What to produce: Set down exactly the lines in the records below that run from the line with "GET /detect?query=orange-brown stem" to the line with "GET /detect?query=purple water lily flower", inclusive, and nothing more.

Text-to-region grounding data
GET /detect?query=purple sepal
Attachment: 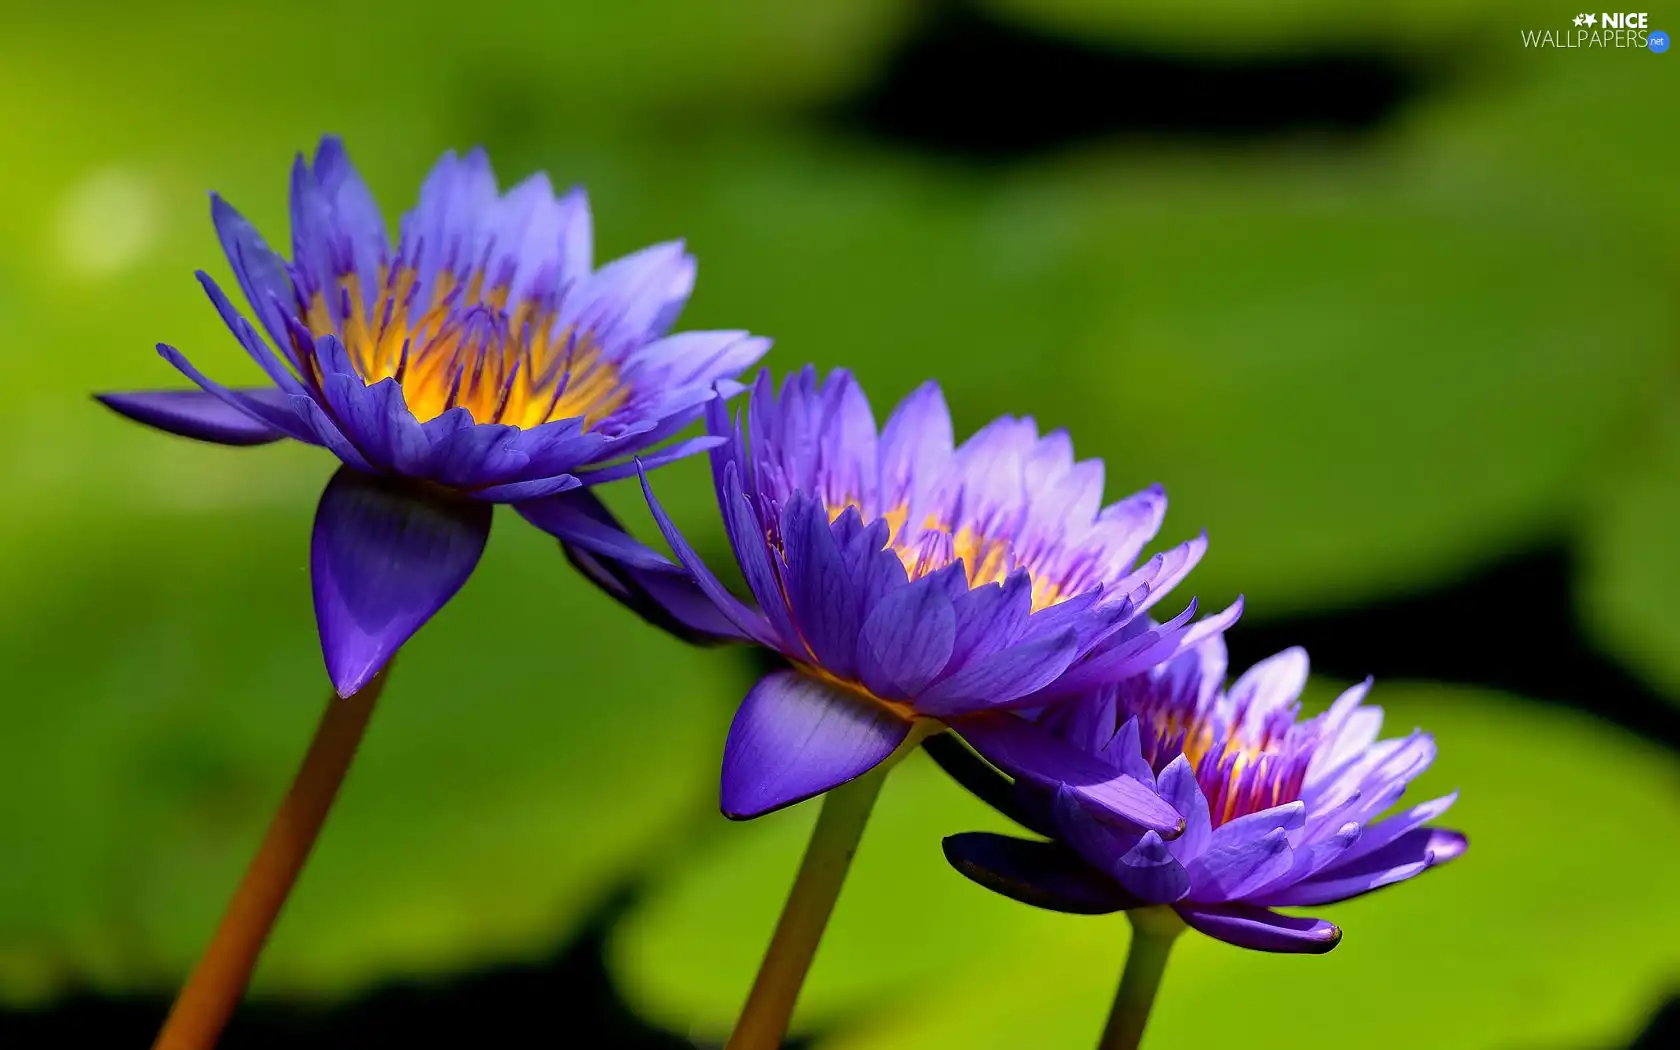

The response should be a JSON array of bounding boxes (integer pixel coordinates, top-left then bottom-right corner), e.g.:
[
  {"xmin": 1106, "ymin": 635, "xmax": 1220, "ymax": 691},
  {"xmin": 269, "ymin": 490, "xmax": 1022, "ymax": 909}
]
[
  {"xmin": 524, "ymin": 488, "xmax": 746, "ymax": 646},
  {"xmin": 953, "ymin": 711, "xmax": 1185, "ymax": 837},
  {"xmin": 943, "ymin": 832, "xmax": 1140, "ymax": 915},
  {"xmin": 571, "ymin": 434, "xmax": 724, "ymax": 485},
  {"xmin": 516, "ymin": 488, "xmax": 672, "ymax": 571},
  {"xmin": 96, "ymin": 389, "xmax": 288, "ymax": 446},
  {"xmin": 720, "ymin": 669, "xmax": 911, "ymax": 819},
  {"xmin": 311, "ymin": 465, "xmax": 492, "ymax": 697},
  {"xmin": 639, "ymin": 462, "xmax": 779, "ymax": 647},
  {"xmin": 155, "ymin": 343, "xmax": 318, "ymax": 444},
  {"xmin": 921, "ymin": 732, "xmax": 1056, "ymax": 838},
  {"xmin": 471, "ymin": 473, "xmax": 581, "ymax": 502},
  {"xmin": 565, "ymin": 545, "xmax": 744, "ymax": 647},
  {"xmin": 1177, "ymin": 902, "xmax": 1341, "ymax": 954},
  {"xmin": 1051, "ymin": 787, "xmax": 1188, "ymax": 903},
  {"xmin": 1259, "ymin": 828, "xmax": 1467, "ymax": 907}
]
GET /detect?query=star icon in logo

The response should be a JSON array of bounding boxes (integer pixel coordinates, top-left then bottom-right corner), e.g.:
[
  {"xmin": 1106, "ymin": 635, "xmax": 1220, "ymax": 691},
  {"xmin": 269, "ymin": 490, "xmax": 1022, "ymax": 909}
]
[
  {"xmin": 1584, "ymin": 12, "xmax": 1598, "ymax": 25},
  {"xmin": 1573, "ymin": 13, "xmax": 1585, "ymax": 24}
]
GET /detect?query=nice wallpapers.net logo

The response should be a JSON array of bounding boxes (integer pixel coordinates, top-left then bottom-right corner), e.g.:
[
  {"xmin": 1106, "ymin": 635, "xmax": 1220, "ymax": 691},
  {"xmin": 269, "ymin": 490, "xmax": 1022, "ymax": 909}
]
[{"xmin": 1521, "ymin": 11, "xmax": 1671, "ymax": 50}]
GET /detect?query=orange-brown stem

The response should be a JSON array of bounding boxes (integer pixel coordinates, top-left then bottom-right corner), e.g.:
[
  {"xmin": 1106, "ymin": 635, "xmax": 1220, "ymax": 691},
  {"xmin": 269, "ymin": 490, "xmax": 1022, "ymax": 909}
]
[{"xmin": 151, "ymin": 664, "xmax": 391, "ymax": 1050}]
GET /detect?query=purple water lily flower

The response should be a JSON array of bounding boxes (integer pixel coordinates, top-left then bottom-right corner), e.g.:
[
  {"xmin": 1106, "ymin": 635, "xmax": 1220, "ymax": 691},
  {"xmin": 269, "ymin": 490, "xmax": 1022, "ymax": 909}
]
[
  {"xmin": 532, "ymin": 366, "xmax": 1239, "ymax": 824},
  {"xmin": 941, "ymin": 636, "xmax": 1466, "ymax": 953},
  {"xmin": 98, "ymin": 136, "xmax": 768, "ymax": 697}
]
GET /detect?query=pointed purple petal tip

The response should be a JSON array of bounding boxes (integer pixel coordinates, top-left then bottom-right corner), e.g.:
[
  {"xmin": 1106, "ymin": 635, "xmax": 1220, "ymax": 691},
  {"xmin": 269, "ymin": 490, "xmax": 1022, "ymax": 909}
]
[
  {"xmin": 720, "ymin": 670, "xmax": 910, "ymax": 819},
  {"xmin": 1179, "ymin": 903, "xmax": 1343, "ymax": 954},
  {"xmin": 1427, "ymin": 829, "xmax": 1469, "ymax": 865},
  {"xmin": 943, "ymin": 832, "xmax": 1139, "ymax": 915},
  {"xmin": 311, "ymin": 466, "xmax": 493, "ymax": 698},
  {"xmin": 95, "ymin": 389, "xmax": 286, "ymax": 447}
]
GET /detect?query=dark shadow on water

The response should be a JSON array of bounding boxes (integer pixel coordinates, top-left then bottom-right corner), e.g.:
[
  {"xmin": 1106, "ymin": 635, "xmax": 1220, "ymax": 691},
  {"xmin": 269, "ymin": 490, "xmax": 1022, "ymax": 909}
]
[
  {"xmin": 1226, "ymin": 545, "xmax": 1680, "ymax": 750},
  {"xmin": 824, "ymin": 2, "xmax": 1434, "ymax": 162},
  {"xmin": 1627, "ymin": 996, "xmax": 1680, "ymax": 1050},
  {"xmin": 0, "ymin": 892, "xmax": 726, "ymax": 1049}
]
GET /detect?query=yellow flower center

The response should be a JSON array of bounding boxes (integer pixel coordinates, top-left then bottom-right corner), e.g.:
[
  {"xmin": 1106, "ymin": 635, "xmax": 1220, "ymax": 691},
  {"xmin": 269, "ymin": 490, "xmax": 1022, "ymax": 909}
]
[
  {"xmin": 826, "ymin": 502, "xmax": 1072, "ymax": 612},
  {"xmin": 304, "ymin": 268, "xmax": 629, "ymax": 429}
]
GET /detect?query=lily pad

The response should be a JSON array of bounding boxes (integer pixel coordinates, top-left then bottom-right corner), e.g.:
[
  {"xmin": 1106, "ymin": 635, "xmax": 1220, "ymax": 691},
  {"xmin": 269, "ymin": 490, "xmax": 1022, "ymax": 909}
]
[
  {"xmin": 0, "ymin": 0, "xmax": 911, "ymax": 135},
  {"xmin": 608, "ymin": 683, "xmax": 1680, "ymax": 1049},
  {"xmin": 1053, "ymin": 163, "xmax": 1673, "ymax": 614},
  {"xmin": 565, "ymin": 114, "xmax": 1671, "ymax": 615},
  {"xmin": 1581, "ymin": 402, "xmax": 1680, "ymax": 704},
  {"xmin": 981, "ymin": 0, "xmax": 1553, "ymax": 50},
  {"xmin": 0, "ymin": 493, "xmax": 739, "ymax": 1002}
]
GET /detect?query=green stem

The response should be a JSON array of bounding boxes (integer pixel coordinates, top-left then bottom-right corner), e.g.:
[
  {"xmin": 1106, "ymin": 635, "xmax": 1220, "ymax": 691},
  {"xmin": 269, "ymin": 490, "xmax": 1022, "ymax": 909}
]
[
  {"xmin": 724, "ymin": 723, "xmax": 933, "ymax": 1050},
  {"xmin": 1097, "ymin": 907, "xmax": 1185, "ymax": 1050}
]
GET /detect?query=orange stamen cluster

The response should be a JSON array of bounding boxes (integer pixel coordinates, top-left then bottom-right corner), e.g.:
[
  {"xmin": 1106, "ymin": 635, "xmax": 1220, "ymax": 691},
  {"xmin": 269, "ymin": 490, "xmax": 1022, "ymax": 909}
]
[
  {"xmin": 302, "ymin": 268, "xmax": 629, "ymax": 429},
  {"xmin": 1139, "ymin": 703, "xmax": 1313, "ymax": 827},
  {"xmin": 822, "ymin": 503, "xmax": 1074, "ymax": 613}
]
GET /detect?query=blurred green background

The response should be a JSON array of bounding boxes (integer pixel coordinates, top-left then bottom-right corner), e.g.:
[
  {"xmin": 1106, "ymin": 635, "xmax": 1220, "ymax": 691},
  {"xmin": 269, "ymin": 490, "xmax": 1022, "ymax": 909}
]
[{"xmin": 1, "ymin": 1, "xmax": 1677, "ymax": 1047}]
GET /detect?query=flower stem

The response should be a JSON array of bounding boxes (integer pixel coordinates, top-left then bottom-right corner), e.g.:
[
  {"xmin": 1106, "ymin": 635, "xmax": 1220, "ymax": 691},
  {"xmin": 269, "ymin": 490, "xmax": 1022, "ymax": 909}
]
[
  {"xmin": 725, "ymin": 724, "xmax": 933, "ymax": 1050},
  {"xmin": 1097, "ymin": 907, "xmax": 1185, "ymax": 1050},
  {"xmin": 152, "ymin": 665, "xmax": 392, "ymax": 1050}
]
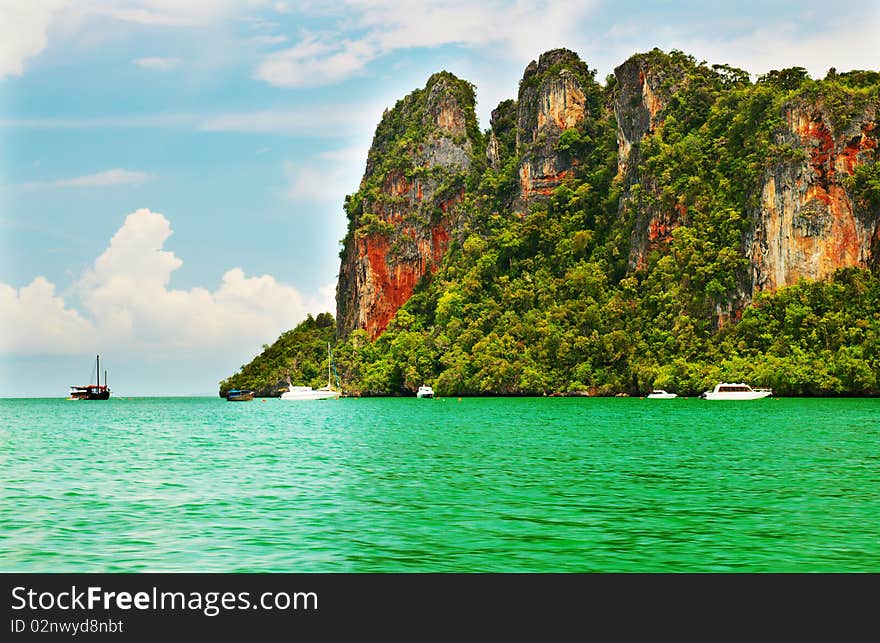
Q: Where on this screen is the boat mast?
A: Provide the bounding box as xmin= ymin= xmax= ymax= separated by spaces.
xmin=97 ymin=354 xmax=100 ymax=388
xmin=327 ymin=342 xmax=331 ymax=388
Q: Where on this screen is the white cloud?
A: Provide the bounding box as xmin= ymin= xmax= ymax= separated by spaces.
xmin=588 ymin=12 xmax=880 ymax=83
xmin=0 ymin=277 xmax=94 ymax=355
xmin=23 ymin=169 xmax=155 ymax=189
xmin=0 ymin=0 xmax=248 ymax=79
xmin=0 ymin=0 xmax=67 ymax=78
xmin=670 ymin=18 xmax=880 ymax=80
xmin=254 ymin=34 xmax=380 ymax=87
xmin=102 ymin=0 xmax=243 ymax=27
xmin=254 ymin=0 xmax=597 ymax=88
xmin=0 ymin=208 xmax=330 ymax=358
xmin=133 ymin=56 xmax=180 ymax=70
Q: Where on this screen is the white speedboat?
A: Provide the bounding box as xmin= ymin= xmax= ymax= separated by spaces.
xmin=281 ymin=385 xmax=340 ymax=401
xmin=280 ymin=343 xmax=341 ymax=401
xmin=700 ymin=382 xmax=772 ymax=400
xmin=416 ymin=385 xmax=434 ymax=398
xmin=646 ymin=389 xmax=677 ymax=399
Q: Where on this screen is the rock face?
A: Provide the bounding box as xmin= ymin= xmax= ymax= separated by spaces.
xmin=336 ymin=72 xmax=480 ymax=340
xmin=747 ymin=102 xmax=879 ymax=292
xmin=514 ymin=49 xmax=591 ymax=210
xmin=614 ymin=53 xmax=682 ymax=177
xmin=336 ymin=48 xmax=880 ymax=346
xmin=614 ymin=50 xmax=880 ymax=290
xmin=613 ymin=51 xmax=688 ymax=268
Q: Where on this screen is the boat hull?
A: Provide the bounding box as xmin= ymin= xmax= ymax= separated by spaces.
xmin=646 ymin=393 xmax=677 ymax=399
xmin=280 ymin=389 xmax=340 ymax=401
xmin=68 ymin=391 xmax=110 ymax=401
xmin=702 ymin=391 xmax=772 ymax=400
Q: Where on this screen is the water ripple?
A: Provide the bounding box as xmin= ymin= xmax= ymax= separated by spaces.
xmin=0 ymin=396 xmax=878 ymax=571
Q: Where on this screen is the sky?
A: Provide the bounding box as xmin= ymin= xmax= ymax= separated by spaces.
xmin=1 ymin=0 xmax=878 ymax=396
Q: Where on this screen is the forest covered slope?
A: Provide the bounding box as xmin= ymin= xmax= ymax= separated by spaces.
xmin=221 ymin=48 xmax=880 ymax=398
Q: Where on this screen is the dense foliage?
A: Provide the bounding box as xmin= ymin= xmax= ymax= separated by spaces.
xmin=223 ymin=50 xmax=880 ymax=397
xmin=219 ymin=313 xmax=336 ymax=397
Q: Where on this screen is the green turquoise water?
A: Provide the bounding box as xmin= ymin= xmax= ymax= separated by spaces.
xmin=1 ymin=396 xmax=878 ymax=572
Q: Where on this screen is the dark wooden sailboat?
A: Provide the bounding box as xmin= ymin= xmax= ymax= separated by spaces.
xmin=68 ymin=355 xmax=111 ymax=400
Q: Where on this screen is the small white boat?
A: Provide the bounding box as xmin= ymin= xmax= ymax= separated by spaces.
xmin=646 ymin=389 xmax=677 ymax=399
xmin=700 ymin=382 xmax=772 ymax=400
xmin=416 ymin=385 xmax=434 ymax=398
xmin=281 ymin=385 xmax=340 ymax=401
xmin=280 ymin=343 xmax=341 ymax=401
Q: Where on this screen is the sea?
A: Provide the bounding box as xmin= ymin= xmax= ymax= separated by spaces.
xmin=1 ymin=396 xmax=877 ymax=572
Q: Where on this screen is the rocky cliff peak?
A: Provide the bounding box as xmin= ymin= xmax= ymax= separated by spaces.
xmin=336 ymin=71 xmax=481 ymax=340
xmin=614 ymin=50 xmax=701 ymax=268
xmin=613 ymin=50 xmax=686 ymax=175
xmin=514 ymin=48 xmax=596 ymax=209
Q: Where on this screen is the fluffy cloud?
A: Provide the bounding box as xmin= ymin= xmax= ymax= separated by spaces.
xmin=0 ymin=277 xmax=94 ymax=355
xmin=0 ymin=0 xmax=66 ymax=78
xmin=0 ymin=209 xmax=332 ymax=358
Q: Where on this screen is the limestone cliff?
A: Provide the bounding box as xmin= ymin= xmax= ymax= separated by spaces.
xmin=514 ymin=49 xmax=595 ymax=210
xmin=748 ymin=101 xmax=879 ymax=293
xmin=613 ymin=50 xmax=690 ymax=268
xmin=336 ymin=72 xmax=481 ymax=340
xmin=336 ymin=48 xmax=879 ymax=345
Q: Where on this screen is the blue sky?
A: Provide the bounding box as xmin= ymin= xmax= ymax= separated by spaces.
xmin=1 ymin=0 xmax=878 ymax=396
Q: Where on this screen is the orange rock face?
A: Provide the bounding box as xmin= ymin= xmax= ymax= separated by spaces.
xmin=347 ymin=215 xmax=459 ymax=340
xmin=749 ymin=105 xmax=878 ymax=293
xmin=534 ymin=71 xmax=587 ymax=133
xmin=515 ymin=50 xmax=590 ymax=211
xmin=337 ymin=73 xmax=476 ymax=340
xmin=637 ymin=202 xmax=686 ymax=265
xmin=518 ymin=164 xmax=575 ymax=199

Written solution:
GET /detect?query=orange-brown stem

The response should be a JSON array of bounding boxes (integer pixel coordinates, top-left then bottom-right corner), e.g.:
[
  {"xmin": 1106, "ymin": 635, "xmax": 1220, "ymax": 691},
  {"xmin": 269, "ymin": 490, "xmax": 1022, "ymax": 909}
]
[{"xmin": 151, "ymin": 664, "xmax": 391, "ymax": 1050}]
GET /detect?query=purple water lily flower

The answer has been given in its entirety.